### Dataset content
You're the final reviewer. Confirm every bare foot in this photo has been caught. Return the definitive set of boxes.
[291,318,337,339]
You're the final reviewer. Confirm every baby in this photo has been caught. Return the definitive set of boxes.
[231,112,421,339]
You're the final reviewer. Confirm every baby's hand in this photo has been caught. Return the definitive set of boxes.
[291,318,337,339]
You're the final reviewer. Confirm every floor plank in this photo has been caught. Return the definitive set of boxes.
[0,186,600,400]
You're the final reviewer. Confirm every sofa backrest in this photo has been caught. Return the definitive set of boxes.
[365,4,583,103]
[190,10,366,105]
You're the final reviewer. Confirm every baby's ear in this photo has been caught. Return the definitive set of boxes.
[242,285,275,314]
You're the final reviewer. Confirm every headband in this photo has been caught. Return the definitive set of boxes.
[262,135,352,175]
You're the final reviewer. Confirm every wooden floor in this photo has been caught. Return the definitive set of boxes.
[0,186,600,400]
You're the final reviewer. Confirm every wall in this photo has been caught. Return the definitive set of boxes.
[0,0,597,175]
######
Work instructions
Rewrite all the entries above as a Markdown table with the columns "Row" and "Line", giving each line its own numbered row and leaving out blank lines.

Solution for this exercise
| Row | Line |
|---|---|
| 1 | You're the final reviewer. Confirm every bare foot in this photo has been caught. Return the definitive set of boxes. |
| 2 | [291,318,337,339] |
| 3 | You're the final reviewer. Confirm every baby in this photo has been caught. Return the definitive set of boxes. |
| 4 | [231,112,421,339] |
| 5 | You're the final reviewer. Confirm every baby's hand in this photo has been caught. Return the definitive set of boxes. |
| 6 | [291,318,337,339] |
| 7 | You're the final reviewer. Confirm every floor plank in this photo has been caught. Return the definitive set of boxes. |
| 8 | [0,186,600,400] |
| 9 | You're the final reviewer. Confirm every sofa backrest in this photo has been caught. Return the definitive set of boxes. |
| 10 | [365,4,583,103] |
| 11 | [190,10,366,105] |
| 12 | You're the final reviewer. Confirm every baby's ear in this photo has been caught. Return the definitive set of boxes. |
| 13 | [242,285,275,314] |
| 14 | You're the final reviewer. Confirm every headband in this photo has been caught. Return the definitive set of boxes. |
| 15 | [262,135,352,175] |
| 16 | You're the final reviewer. Confirm every wooden floor in this photo has been caught. Return the definitive set of boxes. |
| 17 | [0,186,600,400] |
| 18 | You're the final reviewer. Confirm every wall in this photo has been caught. Return the definitive set of boxes. |
| 19 | [0,0,597,175] |